Material provided =
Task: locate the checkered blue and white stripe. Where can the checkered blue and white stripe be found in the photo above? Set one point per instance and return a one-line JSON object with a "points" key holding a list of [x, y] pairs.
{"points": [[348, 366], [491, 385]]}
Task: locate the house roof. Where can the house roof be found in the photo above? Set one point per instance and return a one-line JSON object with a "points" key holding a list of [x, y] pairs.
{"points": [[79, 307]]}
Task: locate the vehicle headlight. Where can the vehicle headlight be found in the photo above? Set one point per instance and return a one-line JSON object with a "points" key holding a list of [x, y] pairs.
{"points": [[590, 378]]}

Task = Your output should be an exact transcription of the line that holds "Task: locate the vehicle" and each line after it through the end of the listing above.

Output of the exercise =
Task: locate the vehicle headlight. Where can the vehicle headlight be found in the photo above? Set one point per instance and return a one-line JSON object with a "points" key holding a list of [x, y] pairs.
{"points": [[590, 378]]}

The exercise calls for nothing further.